Task to complete: Search the data for the word "cottage" and copy out every line that has it.

Record excerpts:
######

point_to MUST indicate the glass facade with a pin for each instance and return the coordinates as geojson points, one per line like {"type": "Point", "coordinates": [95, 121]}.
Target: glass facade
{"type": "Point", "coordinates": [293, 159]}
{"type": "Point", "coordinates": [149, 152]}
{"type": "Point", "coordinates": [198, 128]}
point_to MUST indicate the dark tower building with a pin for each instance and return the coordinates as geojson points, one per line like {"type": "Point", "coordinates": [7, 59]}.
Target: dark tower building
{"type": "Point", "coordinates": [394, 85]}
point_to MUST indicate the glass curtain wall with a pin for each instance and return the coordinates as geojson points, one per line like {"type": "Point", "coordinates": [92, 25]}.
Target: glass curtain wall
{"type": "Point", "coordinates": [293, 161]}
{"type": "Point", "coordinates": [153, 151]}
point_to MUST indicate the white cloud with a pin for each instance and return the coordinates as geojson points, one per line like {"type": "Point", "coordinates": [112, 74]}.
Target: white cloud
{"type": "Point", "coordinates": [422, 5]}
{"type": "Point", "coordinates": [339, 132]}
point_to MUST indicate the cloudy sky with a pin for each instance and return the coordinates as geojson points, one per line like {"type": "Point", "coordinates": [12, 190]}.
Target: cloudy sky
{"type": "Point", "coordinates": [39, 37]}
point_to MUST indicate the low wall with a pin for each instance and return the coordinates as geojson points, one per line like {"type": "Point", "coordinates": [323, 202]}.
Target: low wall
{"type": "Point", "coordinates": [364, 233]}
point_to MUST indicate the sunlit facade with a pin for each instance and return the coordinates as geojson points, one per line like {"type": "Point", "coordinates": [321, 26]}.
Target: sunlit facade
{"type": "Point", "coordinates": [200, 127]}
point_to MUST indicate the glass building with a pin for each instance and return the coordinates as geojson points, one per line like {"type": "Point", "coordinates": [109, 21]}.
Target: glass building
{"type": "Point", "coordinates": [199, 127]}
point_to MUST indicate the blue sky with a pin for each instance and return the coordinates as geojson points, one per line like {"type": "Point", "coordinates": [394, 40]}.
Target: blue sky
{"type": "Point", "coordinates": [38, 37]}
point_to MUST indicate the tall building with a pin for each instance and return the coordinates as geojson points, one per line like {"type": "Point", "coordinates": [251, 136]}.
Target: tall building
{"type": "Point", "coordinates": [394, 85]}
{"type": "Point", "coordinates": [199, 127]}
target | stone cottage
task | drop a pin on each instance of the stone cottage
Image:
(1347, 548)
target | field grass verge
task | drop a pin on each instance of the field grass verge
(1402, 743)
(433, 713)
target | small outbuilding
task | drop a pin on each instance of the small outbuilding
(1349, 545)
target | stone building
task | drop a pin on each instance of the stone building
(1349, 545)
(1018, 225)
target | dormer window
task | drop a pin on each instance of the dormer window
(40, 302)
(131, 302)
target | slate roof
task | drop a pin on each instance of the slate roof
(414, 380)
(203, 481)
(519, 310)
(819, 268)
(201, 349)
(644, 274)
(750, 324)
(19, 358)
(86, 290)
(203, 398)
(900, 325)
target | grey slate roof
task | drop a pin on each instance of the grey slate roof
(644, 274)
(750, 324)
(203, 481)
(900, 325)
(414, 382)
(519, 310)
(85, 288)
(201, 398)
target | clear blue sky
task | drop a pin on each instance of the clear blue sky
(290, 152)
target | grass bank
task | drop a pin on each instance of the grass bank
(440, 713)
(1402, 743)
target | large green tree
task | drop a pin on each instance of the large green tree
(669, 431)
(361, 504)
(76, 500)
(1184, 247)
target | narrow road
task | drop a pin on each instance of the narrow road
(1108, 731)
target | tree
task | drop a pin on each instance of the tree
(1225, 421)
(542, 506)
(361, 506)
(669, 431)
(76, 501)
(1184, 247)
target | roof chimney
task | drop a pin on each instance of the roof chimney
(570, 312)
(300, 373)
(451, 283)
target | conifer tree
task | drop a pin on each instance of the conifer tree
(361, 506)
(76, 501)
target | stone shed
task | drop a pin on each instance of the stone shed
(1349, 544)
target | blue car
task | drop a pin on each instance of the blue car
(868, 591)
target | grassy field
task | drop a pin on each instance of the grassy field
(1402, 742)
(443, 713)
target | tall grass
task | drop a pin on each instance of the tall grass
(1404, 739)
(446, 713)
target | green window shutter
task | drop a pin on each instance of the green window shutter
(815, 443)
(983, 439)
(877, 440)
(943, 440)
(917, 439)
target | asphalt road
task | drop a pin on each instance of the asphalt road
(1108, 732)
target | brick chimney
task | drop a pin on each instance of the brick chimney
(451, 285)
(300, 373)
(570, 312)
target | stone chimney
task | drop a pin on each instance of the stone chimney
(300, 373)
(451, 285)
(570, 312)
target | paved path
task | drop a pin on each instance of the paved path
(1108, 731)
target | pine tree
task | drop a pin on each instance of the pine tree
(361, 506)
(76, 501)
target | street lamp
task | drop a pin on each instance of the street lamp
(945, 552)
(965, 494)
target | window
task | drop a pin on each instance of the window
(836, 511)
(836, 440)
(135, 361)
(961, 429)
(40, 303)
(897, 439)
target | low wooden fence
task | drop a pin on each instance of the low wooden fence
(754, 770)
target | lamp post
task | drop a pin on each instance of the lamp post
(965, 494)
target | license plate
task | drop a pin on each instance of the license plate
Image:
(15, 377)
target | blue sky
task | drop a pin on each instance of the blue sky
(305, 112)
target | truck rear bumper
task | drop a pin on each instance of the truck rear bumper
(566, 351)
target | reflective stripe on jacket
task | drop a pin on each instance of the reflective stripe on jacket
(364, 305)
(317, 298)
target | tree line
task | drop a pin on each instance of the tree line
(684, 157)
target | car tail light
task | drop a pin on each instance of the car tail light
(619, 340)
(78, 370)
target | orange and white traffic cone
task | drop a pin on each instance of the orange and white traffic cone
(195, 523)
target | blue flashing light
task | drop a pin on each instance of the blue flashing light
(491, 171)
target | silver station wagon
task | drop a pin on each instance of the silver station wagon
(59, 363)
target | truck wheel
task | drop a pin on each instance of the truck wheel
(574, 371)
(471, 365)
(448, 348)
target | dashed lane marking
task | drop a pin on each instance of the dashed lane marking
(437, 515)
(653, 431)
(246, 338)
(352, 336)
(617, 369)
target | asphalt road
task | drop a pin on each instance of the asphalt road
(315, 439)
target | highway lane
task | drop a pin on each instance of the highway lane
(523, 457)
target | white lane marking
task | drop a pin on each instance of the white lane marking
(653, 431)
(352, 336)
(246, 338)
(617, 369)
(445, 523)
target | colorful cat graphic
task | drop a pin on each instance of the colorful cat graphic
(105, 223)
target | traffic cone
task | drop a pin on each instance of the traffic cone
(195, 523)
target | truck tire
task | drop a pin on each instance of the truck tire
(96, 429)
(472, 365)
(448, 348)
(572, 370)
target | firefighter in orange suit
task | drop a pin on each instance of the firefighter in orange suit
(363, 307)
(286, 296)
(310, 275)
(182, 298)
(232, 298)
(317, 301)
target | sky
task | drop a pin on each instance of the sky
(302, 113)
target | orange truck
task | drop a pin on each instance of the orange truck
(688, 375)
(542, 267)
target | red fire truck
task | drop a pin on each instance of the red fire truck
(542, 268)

######

Solution to this problem:
target | stone cottage
task | drop a pin on each instance of the stone cottage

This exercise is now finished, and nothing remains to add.